[Data taken from a collection]
^^^^^^^^
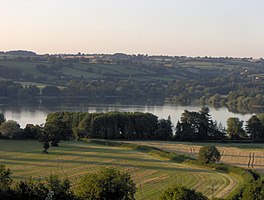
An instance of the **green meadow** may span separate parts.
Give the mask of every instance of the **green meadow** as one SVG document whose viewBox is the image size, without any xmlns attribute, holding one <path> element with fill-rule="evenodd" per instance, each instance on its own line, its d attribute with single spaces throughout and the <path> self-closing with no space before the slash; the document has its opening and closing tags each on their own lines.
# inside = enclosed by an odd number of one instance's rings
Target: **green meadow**
<svg viewBox="0 0 264 200">
<path fill-rule="evenodd" d="M 137 185 L 136 199 L 157 199 L 174 184 L 196 189 L 208 197 L 227 197 L 242 184 L 242 177 L 236 175 L 174 163 L 123 147 L 69 141 L 50 148 L 49 154 L 41 152 L 37 141 L 0 140 L 0 164 L 10 168 L 16 180 L 38 180 L 58 174 L 76 185 L 86 173 L 114 167 L 131 174 Z"/>
</svg>

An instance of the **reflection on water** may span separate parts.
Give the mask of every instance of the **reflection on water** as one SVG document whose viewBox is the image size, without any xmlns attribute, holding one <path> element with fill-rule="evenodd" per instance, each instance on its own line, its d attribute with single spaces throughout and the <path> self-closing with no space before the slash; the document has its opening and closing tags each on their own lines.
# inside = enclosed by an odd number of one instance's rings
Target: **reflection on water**
<svg viewBox="0 0 264 200">
<path fill-rule="evenodd" d="M 69 111 L 69 112 L 149 112 L 157 115 L 159 118 L 168 118 L 171 116 L 175 125 L 180 119 L 184 110 L 198 111 L 200 105 L 180 106 L 172 104 L 164 104 L 162 100 L 132 100 L 132 99 L 97 99 L 93 100 L 32 100 L 32 101 L 1 101 L 0 112 L 2 112 L 7 120 L 17 121 L 21 127 L 26 124 L 42 124 L 45 122 L 46 116 L 50 112 Z M 227 108 L 210 107 L 212 119 L 221 122 L 226 126 L 226 120 L 229 117 L 238 117 L 243 121 L 247 121 L 252 114 L 239 114 L 228 111 Z"/>
</svg>

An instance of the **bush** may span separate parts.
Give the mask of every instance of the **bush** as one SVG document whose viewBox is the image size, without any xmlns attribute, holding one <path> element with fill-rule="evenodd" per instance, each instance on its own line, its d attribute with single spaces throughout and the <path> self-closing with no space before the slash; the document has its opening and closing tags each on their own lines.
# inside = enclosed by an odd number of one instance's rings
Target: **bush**
<svg viewBox="0 0 264 200">
<path fill-rule="evenodd" d="M 102 169 L 84 176 L 76 194 L 85 200 L 134 200 L 136 185 L 128 173 L 116 169 Z"/>
<path fill-rule="evenodd" d="M 242 200 L 262 200 L 264 199 L 264 180 L 259 179 L 257 181 L 248 184 L 243 190 Z"/>
<path fill-rule="evenodd" d="M 20 125 L 13 120 L 8 120 L 0 125 L 2 137 L 9 139 L 22 139 L 22 130 Z"/>
<path fill-rule="evenodd" d="M 159 200 L 208 200 L 200 192 L 188 189 L 183 186 L 173 186 L 165 190 L 159 197 Z"/>
<path fill-rule="evenodd" d="M 215 146 L 204 146 L 199 151 L 198 160 L 203 164 L 219 162 L 221 154 Z"/>
</svg>

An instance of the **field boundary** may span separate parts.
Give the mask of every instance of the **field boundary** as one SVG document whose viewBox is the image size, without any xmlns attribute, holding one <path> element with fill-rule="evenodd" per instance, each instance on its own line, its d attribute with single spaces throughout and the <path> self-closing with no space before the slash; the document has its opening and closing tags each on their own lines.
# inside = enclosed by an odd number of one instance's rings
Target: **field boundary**
<svg viewBox="0 0 264 200">
<path fill-rule="evenodd" d="M 150 154 L 152 156 L 158 156 L 160 158 L 165 158 L 175 163 L 182 163 L 182 164 L 198 166 L 198 167 L 207 168 L 207 169 L 211 169 L 214 171 L 218 171 L 220 173 L 226 173 L 230 175 L 238 175 L 242 178 L 243 184 L 238 185 L 236 189 L 234 189 L 229 194 L 227 194 L 226 198 L 228 199 L 232 199 L 233 197 L 240 196 L 243 189 L 246 187 L 247 184 L 250 184 L 251 182 L 253 182 L 254 180 L 257 180 L 260 177 L 257 172 L 252 171 L 252 170 L 244 169 L 244 168 L 233 166 L 233 165 L 227 165 L 223 163 L 202 164 L 198 162 L 198 160 L 192 157 L 185 156 L 185 155 L 178 155 L 174 152 L 168 152 L 168 151 L 159 149 L 157 147 L 131 144 L 131 143 L 123 142 L 123 141 L 109 141 L 109 140 L 96 140 L 96 139 L 91 139 L 91 140 L 85 139 L 83 141 L 106 145 L 106 146 L 129 148 L 135 151 L 140 151 L 140 152 Z"/>
</svg>

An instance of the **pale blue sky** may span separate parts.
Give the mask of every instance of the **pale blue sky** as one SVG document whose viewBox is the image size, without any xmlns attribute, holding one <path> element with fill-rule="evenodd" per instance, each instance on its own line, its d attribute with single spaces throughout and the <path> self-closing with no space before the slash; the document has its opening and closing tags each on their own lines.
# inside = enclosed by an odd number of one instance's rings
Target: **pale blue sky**
<svg viewBox="0 0 264 200">
<path fill-rule="evenodd" d="M 262 0 L 0 0 L 0 50 L 264 57 Z"/>
</svg>

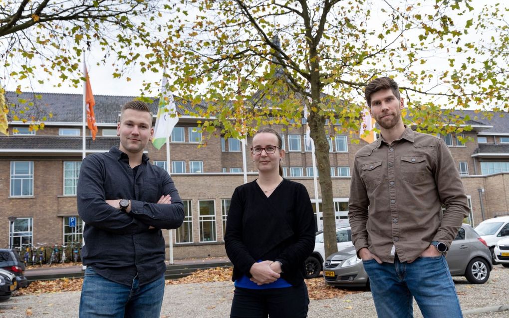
^^^^^^^^
◆ Request: Quote verbatim the part of the data from the line containing "An instance of the **pale" through the end of the data. Leave the pictures out of your answer.

◆ Result of the task:
An instance of the **pale blue sky** may span separate parts.
Give the mask of every instance of the **pale blue sky** as one SVG document whose viewBox is the image size, without any xmlns attribute, holding one <path> element with fill-rule="evenodd" per instance, each instance on its own line, its d attribute with single spaces throughout and the <path> self-closing with no space before the slash; the document has its opening and closing tags each on their own lines.
# inside = enclosed by an odd number of one instance's rings
Target: **pale blue sky**
<svg viewBox="0 0 264 200">
<path fill-rule="evenodd" d="M 262 0 L 0 0 L 0 50 L 264 57 Z"/>
</svg>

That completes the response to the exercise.